# WRITTEN PROBLEM
Copy every one of the following records verbatim, omitting the pictures from your copy.

Recorded data:
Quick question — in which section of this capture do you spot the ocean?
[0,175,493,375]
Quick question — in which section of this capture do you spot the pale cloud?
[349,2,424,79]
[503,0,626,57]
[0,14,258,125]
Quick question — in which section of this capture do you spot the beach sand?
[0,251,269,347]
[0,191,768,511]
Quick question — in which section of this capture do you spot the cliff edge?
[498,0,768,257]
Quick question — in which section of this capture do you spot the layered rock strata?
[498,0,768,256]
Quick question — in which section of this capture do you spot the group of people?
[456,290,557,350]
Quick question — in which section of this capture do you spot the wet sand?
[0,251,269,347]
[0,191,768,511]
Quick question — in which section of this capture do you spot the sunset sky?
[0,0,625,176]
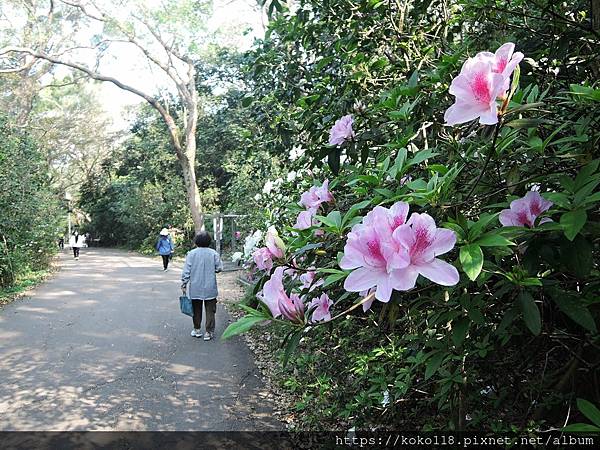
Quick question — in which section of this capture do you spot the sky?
[89,0,264,131]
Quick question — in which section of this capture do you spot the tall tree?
[0,0,210,231]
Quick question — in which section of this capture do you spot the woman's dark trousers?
[192,298,217,333]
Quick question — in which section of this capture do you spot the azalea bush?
[224,1,600,430]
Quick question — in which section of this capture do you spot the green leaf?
[561,423,600,433]
[577,398,600,427]
[283,328,304,367]
[560,235,594,278]
[517,291,542,336]
[560,209,587,241]
[425,352,445,380]
[506,119,544,129]
[221,315,268,340]
[242,95,254,108]
[552,292,598,333]
[327,211,342,228]
[452,317,471,347]
[460,244,483,281]
[327,148,342,175]
[469,213,500,239]
[442,222,467,241]
[406,150,439,166]
[474,231,515,247]
[323,272,347,288]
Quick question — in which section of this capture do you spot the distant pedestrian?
[181,231,223,341]
[156,228,175,272]
[69,231,84,259]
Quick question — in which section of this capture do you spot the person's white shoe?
[190,328,202,337]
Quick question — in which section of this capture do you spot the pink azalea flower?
[256,267,304,323]
[444,42,523,125]
[279,294,304,323]
[257,267,287,318]
[358,289,375,312]
[298,180,333,211]
[294,208,317,230]
[340,202,410,302]
[265,230,285,258]
[476,42,524,92]
[363,202,408,235]
[300,267,324,291]
[499,191,553,228]
[329,114,354,146]
[394,213,459,291]
[252,247,273,271]
[308,294,333,323]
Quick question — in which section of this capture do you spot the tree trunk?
[179,152,204,233]
[590,0,600,31]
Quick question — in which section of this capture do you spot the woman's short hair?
[194,231,212,247]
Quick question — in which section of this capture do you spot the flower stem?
[463,116,502,202]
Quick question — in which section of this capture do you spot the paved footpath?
[0,248,283,431]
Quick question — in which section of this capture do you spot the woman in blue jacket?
[156,228,175,272]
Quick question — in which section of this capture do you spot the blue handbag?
[179,295,194,317]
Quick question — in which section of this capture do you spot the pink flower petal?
[344,267,385,292]
[391,266,419,291]
[416,258,460,286]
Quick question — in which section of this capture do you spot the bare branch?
[0,47,181,152]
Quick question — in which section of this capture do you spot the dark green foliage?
[226,0,600,430]
[0,115,62,287]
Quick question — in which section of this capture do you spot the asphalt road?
[0,249,283,431]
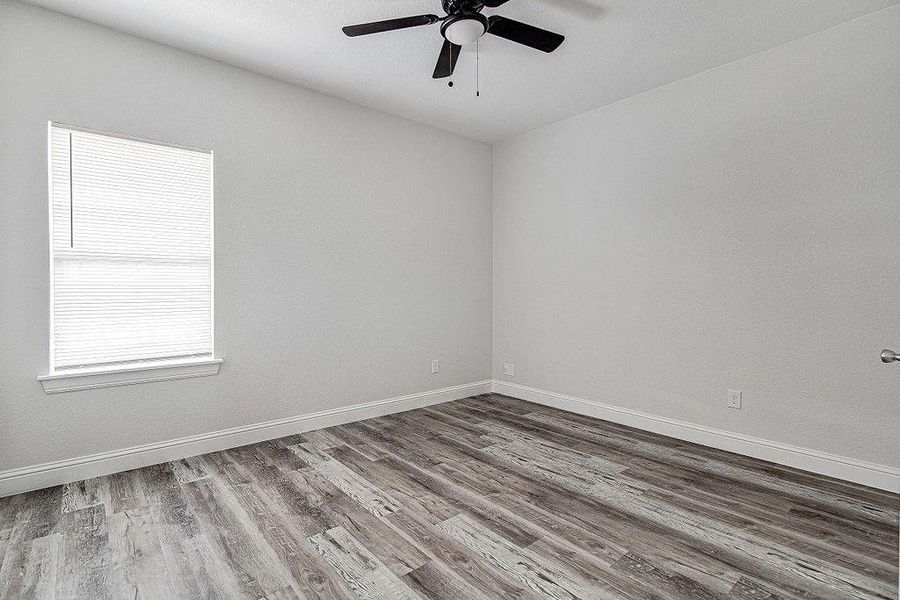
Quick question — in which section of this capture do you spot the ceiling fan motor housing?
[441,0,484,15]
[441,13,488,46]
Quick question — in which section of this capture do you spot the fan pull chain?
[475,38,481,98]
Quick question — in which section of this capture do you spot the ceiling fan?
[343,0,565,79]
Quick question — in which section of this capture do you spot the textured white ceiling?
[21,0,900,142]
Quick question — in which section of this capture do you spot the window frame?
[38,121,223,394]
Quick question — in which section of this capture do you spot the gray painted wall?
[0,0,900,478]
[493,7,900,465]
[0,0,492,471]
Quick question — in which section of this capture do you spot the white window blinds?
[50,124,213,372]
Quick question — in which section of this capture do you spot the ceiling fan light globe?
[443,17,487,46]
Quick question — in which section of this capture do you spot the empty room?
[0,0,900,600]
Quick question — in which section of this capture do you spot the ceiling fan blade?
[487,15,566,52]
[432,40,462,79]
[342,15,441,37]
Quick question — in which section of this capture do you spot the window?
[41,123,219,391]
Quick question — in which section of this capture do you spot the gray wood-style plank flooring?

# TASK RESULT
Quick question — in which section of this capture do you spot the ocean?
[0,175,493,375]
Quick question — in which section of this capture do you spot the pale cloud?
[349,2,424,79]
[503,0,626,57]
[0,14,258,125]
Quick question — in which section of this capture do you spot the beach sand?
[0,251,269,347]
[0,191,768,511]
Quick question — in which section of this capture do you spot the cliff edge?
[498,0,768,257]
Quick question — in which section of this capture do you spot the layered rock strata?
[498,0,768,256]
Quick question — in which section of this capture do you spot the group of people?
[456,290,557,350]
Quick question — in which section of this capture do you spot the wet sand?
[0,251,269,347]
[0,191,768,511]
Quick question — in which section of this capture do you spot the sunset sky?
[0,0,625,176]
Quick question — in which section of this capture do you spot the sky?
[89,0,264,131]
Quick question — in which section of this capture do you spot the tall tree?
[0,0,210,231]
Quick question — in which section of this capture do you spot the woman's dark trousers?
[192,298,217,333]
Quick question — in which section of this capture do you spot the azalea bush?
[224,1,600,430]
Quick question — in which section of this capture do you spot the green leaf?
[561,423,600,433]
[577,398,600,427]
[283,328,304,367]
[560,235,594,278]
[517,291,542,336]
[560,209,587,241]
[425,352,445,380]
[506,119,544,129]
[221,315,268,340]
[242,95,254,108]
[552,292,598,333]
[327,211,342,228]
[452,317,471,347]
[460,244,483,281]
[327,148,342,175]
[469,213,500,239]
[442,222,467,241]
[406,150,439,166]
[474,231,515,247]
[323,272,347,288]
Quick question — in which section of this capture do you spot the distant pedestrian?
[181,231,223,341]
[156,228,175,272]
[69,231,84,259]
Quick question — in which section of this capture do you spot the person's white shoe?
[190,328,202,337]
Quick question — in which section of this capture do you spot the pink azalea flower?
[256,267,304,323]
[444,42,523,125]
[279,294,304,323]
[257,267,287,318]
[358,289,375,312]
[298,180,333,211]
[294,208,317,230]
[340,202,410,302]
[265,230,285,258]
[476,42,524,92]
[363,202,408,235]
[300,267,324,291]
[499,191,553,228]
[329,114,354,146]
[394,213,459,291]
[252,247,273,271]
[308,294,333,323]
Quick question — in which section of this capture do you spot the tree trunk?
[179,152,204,233]
[590,0,600,31]
Quick question — in which section of this capture do you spot the woman's short hair?
[194,231,212,247]
Quick question — in which section of this capture do you spot the flower stem?
[463,116,502,202]
Quick question — in which section of this capture do you spot the paved footpath?
[0,248,283,431]
Quick question — in which section of this capture do you spot the woman in blue jacket?
[156,228,175,272]
Quick question — in which section of this capture do you spot the blue handbag?
[179,295,194,317]
Quick question — in which section of this capture do you spot the pink flower petal?
[344,267,385,292]
[391,266,419,291]
[416,258,460,286]
Quick question — in which section of this capture do you spot the bare branch?
[0,47,181,152]
Quick question — in which section of this capture do you spot the dark green foliage?
[226,0,600,430]
[0,115,62,287]
Quick question — in which section of this capture do you spot the asphalt road?
[0,249,283,431]
Quick question — in which section of this capture do you spot the ceiling fan motor housing?
[441,0,484,15]
[441,13,488,46]
Quick question — in which section of this capture do you spot the fan pull chain?
[475,38,481,98]
Quick question — in which section of this capture do you spot the ceiling fan?
[343,0,565,79]
Quick question — in which section of this capture do you spot the textured white ceiling?
[21,0,900,142]
Quick question — in which section of this capture do you spot the window frame?
[38,121,223,394]
Quick question — in which section of this capture do you spot the gray painted wall?
[0,0,900,478]
[493,7,900,465]
[0,0,492,471]
Quick question — in which section of this capture do you spot the white window blinds?
[50,124,213,372]
Quick question — in which section of this capture do you spot the ceiling fan light globe?
[443,17,487,46]
Quick question — in which section of this capture do you spot the empty room?
[0,0,900,600]
Quick question — in which section of this capture do you spot the ceiling fan blade?
[487,15,566,52]
[432,40,462,79]
[342,15,441,37]
Quick question — in which section of this capture do you spot the window?
[41,123,219,391]
Quick question — in which section of this capture do you spot the gray wood-style plank flooring?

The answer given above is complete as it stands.